(Entries from a point annotation set)
/---

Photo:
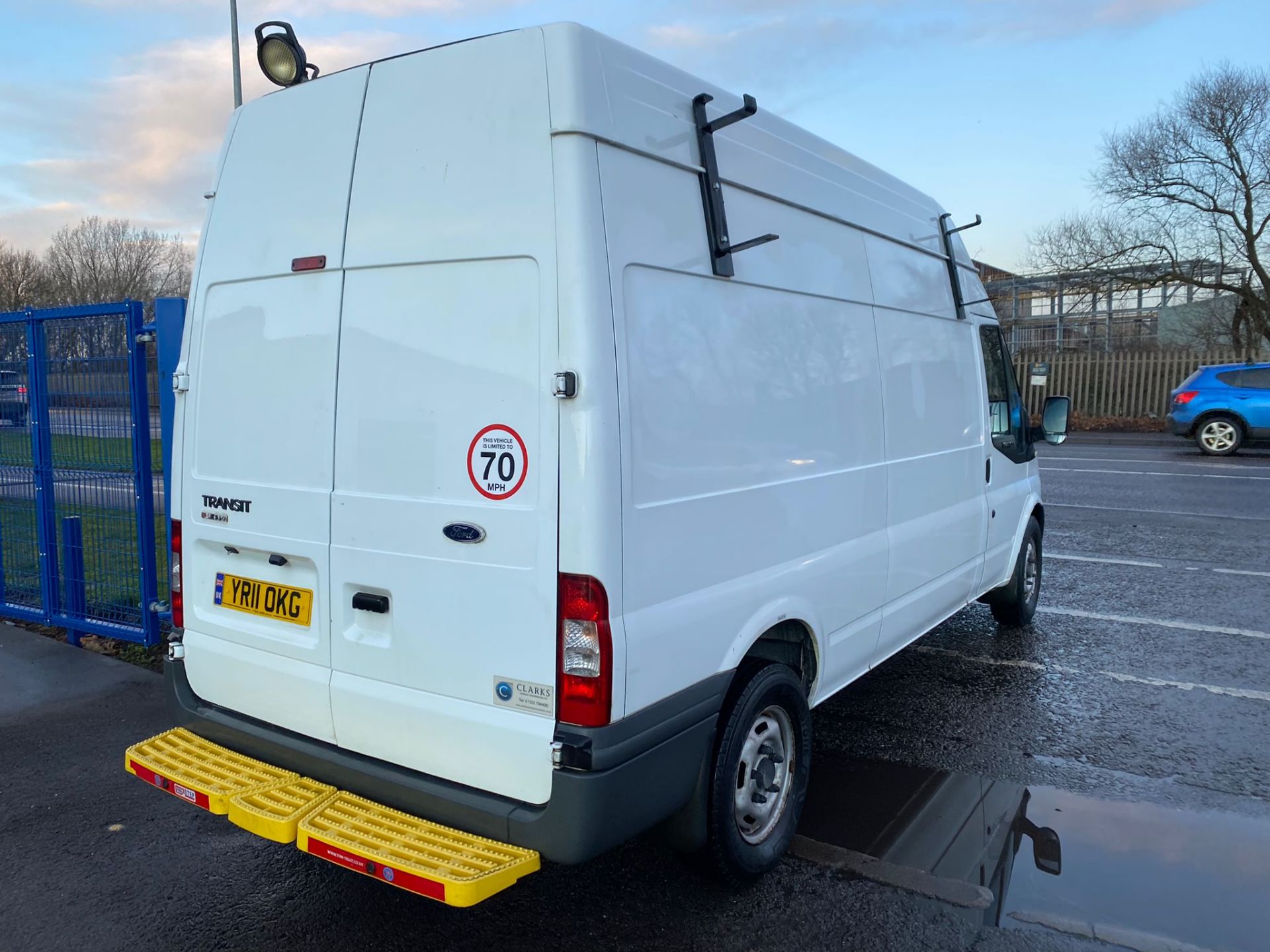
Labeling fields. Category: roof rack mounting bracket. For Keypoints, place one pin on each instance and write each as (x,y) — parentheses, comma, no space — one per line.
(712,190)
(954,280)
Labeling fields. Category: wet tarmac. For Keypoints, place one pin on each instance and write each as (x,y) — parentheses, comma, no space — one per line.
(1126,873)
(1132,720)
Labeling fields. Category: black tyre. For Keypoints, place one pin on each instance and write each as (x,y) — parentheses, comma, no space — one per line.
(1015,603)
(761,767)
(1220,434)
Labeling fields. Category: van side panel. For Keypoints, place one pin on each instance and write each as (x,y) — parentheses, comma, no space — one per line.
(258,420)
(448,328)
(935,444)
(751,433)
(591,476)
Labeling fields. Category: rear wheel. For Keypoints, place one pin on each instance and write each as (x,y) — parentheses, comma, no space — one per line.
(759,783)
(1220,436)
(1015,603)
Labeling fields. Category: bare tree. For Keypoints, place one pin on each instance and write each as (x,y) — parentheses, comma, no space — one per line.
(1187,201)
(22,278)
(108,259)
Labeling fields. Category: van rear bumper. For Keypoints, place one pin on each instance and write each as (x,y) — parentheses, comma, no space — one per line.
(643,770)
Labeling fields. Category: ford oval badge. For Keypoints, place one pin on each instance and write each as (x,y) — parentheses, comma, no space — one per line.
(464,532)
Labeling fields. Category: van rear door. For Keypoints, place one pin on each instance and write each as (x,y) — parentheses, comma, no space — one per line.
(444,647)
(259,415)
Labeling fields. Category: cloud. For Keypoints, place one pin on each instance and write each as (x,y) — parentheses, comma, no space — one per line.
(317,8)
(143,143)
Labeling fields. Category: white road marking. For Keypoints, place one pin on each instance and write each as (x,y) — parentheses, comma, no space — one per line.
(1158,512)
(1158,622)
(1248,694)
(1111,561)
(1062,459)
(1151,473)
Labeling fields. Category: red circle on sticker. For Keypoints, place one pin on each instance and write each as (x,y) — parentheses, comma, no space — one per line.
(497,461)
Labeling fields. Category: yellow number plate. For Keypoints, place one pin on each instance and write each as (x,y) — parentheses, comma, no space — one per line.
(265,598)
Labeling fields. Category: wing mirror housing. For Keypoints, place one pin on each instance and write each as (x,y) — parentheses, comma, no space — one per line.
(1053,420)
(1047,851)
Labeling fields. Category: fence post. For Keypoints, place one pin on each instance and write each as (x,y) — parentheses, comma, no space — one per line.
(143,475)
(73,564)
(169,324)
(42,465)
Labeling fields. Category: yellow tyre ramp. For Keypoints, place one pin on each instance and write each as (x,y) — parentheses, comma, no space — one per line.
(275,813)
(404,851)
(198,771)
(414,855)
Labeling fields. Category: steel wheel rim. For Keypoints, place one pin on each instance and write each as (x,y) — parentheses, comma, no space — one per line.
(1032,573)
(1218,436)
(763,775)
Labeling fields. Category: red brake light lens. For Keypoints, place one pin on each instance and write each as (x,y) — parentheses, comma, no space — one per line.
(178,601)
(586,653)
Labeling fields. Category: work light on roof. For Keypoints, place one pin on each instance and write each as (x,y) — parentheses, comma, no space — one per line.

\---

Task goal –
Leaving the pictures aside, transcribe the entire listing exactly.

Solution –
Photo:
Labeling fields. Category: roof rack mounting bracket. For Keypoints, place one pin on each instance and write each as (x,y) — parentheses, comma, no space — one per line.
(712,190)
(954,280)
Labeling fields. Category: wet tarmac. For Keypoints, place one pin on each instance and write each as (x,y) — parentheses, comma, no space — one per line.
(1126,873)
(1132,720)
Labeling fields. Category: black tyre. For Keypoints, place one pin on each instance and write each as (x,y) — parentheses, comma, no space — one per line.
(1015,603)
(761,767)
(1220,434)
Labeling fields. Category: van side panel. For Keypoints, place one pin on each instance and write each as (x,y) — parentheses, comma, no space — one per line.
(258,420)
(448,328)
(935,444)
(751,433)
(591,476)
Labeling fields. Category: rear wheel. For Keypoints, place one pin on each instance and write each as (x,y) — parentheses, comma, no space — one per line.
(759,783)
(1220,436)
(1015,603)
Labeling fields. Category: bare tree. For Keypoints, place one pin on each instance and write each as (x,y) — parentheses, comma, no space — one per line.
(1187,201)
(22,278)
(108,259)
Labeling fields. Category: van rear bumper. For Keypoints, place one pin on each instance and write each as (x,y) — parentheses, comma, no space — one per line.
(643,770)
Labeling fields. Category: ford oval badge. For Keypoints, place one pin on each instance and write each as (x,y) — parentheses, comma, no space — one per line.
(464,532)
Labeling fields. Category: van rear door. For Keypoints, place one pin on each instance and write each as (x,y) — parentheses, comma, no space — one per line.
(444,647)
(259,415)
Labeling fields. Category: cloud. For Keypoints, place one pin on each instance and write each as (x,y) — parentheses, comma, no space — one per line.
(317,8)
(143,143)
Labeling fields. Category: white road marking. For Keypoints, place one pin on each instance and write each as (x,y) — parentheses, comma, no space — one per line.
(1158,512)
(1158,622)
(1248,694)
(1111,561)
(1062,459)
(1151,473)
Labeling fields. Category: red circle on sticker. For Keypoints, place one pin on each instance and write each as (x,y) — parentheses, comma, no space — one per line.
(497,461)
Labeling fields. Category: yellow number plate. For Keypoints, place one pin on each instance and write each as (x,y) — parentheses, comma, no space — one per line.
(265,598)
Labeling fields. Category: wing mirror housing. For Keypoints, place one pin on each instance and write each as (x,y) — parentheses, comma, no space — one per line.
(1053,420)
(1047,851)
Labeling fields. Category: fence post. For Keypoints, place one pin on each instance and write each as (x,y) — parentheses, comma, no space — one per line.
(143,475)
(73,564)
(169,324)
(42,465)
Labeling fields. Category: yellow tyre ramp. For Keypoints, place one pin on each instance and write each as (x,y) — parentheses, comma, no space — one per line.
(275,813)
(404,851)
(198,771)
(414,855)
Labeling fields. Category: steel wheel rim. For Keypoints, place one pin on each instance and write each as (x,y) — parentheses, comma, no space — one per line.
(1032,573)
(1218,436)
(763,775)
Labeling fields. Category: red brake light lens. For Keypoints, place one pin on each instance and write each as (x,y) — parentheses, comma, no space — one per line.
(178,601)
(586,653)
Labeling fields. Category: work light on roof. For Keypoints, place one pin on each instance and write each as (x,y) — parentheses, comma, no space — one per line.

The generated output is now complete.